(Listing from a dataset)
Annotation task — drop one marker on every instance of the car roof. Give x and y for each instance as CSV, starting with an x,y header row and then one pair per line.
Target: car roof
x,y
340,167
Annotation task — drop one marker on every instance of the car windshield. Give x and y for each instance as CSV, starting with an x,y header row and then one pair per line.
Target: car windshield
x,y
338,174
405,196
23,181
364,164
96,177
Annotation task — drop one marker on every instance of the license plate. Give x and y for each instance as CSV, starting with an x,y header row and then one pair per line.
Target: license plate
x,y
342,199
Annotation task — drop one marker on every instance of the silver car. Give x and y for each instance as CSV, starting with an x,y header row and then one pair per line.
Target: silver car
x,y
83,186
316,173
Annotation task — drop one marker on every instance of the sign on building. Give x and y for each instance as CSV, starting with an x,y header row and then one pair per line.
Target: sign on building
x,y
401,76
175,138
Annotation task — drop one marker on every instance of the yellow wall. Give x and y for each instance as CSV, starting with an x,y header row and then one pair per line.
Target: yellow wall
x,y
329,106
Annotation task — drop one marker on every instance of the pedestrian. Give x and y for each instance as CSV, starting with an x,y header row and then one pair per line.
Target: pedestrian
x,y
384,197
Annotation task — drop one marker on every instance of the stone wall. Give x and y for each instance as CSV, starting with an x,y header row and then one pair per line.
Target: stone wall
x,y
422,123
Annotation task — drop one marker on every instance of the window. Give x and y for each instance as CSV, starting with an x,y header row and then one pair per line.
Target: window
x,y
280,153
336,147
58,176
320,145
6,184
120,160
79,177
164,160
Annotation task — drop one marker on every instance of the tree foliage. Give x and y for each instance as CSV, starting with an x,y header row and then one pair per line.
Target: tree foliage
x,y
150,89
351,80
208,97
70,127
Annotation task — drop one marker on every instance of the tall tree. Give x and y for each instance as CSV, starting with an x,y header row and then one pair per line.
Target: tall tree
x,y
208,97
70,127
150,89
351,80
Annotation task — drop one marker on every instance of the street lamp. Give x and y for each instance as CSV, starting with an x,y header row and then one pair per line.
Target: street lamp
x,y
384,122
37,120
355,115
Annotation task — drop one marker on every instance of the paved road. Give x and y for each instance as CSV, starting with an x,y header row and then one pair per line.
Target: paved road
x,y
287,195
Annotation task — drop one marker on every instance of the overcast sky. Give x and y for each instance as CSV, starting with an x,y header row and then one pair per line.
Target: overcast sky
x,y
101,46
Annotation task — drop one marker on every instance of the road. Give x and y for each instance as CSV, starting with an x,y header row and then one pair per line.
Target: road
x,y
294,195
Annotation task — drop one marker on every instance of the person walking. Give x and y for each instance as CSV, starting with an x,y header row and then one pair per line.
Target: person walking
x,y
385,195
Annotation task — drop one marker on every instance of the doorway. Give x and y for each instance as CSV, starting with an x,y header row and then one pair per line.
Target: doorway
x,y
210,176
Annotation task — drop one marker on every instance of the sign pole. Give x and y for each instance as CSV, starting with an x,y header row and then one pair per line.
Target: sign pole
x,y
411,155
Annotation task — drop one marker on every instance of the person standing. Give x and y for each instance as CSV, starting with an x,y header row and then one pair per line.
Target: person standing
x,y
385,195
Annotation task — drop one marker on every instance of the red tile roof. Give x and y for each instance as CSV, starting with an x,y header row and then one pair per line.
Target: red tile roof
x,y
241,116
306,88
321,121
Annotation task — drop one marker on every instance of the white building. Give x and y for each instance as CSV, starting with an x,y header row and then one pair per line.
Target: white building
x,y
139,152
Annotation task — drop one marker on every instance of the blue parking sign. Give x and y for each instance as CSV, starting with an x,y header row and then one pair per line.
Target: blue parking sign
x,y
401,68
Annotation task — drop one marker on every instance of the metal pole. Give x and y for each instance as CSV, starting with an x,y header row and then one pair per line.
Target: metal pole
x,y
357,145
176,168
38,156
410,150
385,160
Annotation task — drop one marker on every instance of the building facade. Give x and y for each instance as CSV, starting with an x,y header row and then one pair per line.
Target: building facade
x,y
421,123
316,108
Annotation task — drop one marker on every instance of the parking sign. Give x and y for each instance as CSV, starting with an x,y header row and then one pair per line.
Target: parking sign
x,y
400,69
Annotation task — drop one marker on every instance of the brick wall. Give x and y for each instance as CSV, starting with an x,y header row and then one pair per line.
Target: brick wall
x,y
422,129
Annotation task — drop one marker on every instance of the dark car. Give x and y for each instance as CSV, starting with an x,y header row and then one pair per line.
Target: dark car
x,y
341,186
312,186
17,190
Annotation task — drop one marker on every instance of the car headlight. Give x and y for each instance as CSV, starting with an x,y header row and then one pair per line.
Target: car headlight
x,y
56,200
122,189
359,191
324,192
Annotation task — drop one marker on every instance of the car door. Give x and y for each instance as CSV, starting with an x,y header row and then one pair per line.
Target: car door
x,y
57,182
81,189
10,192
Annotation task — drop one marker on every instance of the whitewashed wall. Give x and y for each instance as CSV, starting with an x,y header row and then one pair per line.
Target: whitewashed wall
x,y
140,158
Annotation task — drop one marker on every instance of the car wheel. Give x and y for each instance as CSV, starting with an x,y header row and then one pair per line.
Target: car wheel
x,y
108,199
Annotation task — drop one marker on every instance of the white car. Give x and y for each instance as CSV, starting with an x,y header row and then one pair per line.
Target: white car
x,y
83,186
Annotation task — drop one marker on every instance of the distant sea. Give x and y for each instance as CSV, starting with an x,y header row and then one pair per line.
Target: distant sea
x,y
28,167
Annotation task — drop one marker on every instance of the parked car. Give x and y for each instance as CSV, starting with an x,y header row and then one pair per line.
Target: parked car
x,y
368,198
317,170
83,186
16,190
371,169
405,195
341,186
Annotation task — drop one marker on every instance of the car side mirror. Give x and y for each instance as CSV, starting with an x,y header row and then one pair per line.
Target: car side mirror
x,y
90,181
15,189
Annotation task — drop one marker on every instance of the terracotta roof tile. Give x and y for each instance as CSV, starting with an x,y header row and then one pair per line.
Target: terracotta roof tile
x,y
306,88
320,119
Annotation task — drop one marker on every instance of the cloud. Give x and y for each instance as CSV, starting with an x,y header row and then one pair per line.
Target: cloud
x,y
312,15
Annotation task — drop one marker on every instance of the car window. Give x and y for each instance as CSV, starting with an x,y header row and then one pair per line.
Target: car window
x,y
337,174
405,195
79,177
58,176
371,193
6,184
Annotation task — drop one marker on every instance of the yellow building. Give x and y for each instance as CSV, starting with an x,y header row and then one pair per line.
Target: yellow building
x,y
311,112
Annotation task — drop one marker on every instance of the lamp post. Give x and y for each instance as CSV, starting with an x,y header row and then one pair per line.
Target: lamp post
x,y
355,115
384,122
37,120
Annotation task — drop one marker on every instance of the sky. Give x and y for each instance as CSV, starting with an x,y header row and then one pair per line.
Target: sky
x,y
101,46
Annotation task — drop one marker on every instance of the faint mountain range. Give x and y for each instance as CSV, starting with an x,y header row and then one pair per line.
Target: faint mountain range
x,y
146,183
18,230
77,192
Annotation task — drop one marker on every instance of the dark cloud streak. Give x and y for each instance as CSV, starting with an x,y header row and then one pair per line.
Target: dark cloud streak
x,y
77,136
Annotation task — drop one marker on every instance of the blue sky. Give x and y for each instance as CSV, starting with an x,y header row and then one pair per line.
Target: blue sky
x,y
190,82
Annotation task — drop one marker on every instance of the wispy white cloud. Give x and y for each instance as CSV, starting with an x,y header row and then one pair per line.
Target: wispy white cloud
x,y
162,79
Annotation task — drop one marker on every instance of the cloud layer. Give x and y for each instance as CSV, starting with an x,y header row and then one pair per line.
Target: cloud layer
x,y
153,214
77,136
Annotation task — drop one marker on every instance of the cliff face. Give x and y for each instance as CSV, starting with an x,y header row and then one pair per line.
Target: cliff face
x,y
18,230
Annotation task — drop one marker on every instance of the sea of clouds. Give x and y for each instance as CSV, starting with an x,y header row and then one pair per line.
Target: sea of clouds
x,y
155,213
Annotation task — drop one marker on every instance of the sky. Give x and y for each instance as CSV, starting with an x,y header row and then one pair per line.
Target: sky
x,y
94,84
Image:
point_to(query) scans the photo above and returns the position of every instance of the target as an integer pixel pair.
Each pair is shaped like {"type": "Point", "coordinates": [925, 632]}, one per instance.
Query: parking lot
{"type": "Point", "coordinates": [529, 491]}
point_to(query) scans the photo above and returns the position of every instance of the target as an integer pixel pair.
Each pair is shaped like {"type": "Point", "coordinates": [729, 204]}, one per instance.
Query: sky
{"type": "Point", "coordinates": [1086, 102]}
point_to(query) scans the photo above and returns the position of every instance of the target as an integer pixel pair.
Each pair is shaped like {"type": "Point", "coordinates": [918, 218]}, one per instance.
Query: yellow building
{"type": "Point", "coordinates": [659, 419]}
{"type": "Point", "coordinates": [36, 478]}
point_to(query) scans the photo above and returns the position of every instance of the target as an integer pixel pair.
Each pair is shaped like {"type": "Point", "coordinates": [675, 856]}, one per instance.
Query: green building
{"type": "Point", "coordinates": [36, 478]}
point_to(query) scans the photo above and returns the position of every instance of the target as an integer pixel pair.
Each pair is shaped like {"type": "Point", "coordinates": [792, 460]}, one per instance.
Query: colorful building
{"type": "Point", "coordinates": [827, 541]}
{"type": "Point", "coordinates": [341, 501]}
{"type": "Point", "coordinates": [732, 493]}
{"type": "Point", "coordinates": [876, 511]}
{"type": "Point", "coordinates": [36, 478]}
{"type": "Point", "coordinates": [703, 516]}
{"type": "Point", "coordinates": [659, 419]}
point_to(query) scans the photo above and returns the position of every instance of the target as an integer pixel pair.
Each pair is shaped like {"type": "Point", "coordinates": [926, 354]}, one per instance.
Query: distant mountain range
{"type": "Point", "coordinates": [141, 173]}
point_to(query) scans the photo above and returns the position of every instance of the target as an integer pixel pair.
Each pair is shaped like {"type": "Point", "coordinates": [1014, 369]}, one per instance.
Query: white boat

(The problem) Pick out each line of the listing above that contains the string "brick", and copy those lines. Case counts.

(Answer for the task)
Annotation task — drop one marker on every instance of the brick wall. Give x and y for each instance as CSV, starting with an x,y header row and then one pair per line.
Target: brick wall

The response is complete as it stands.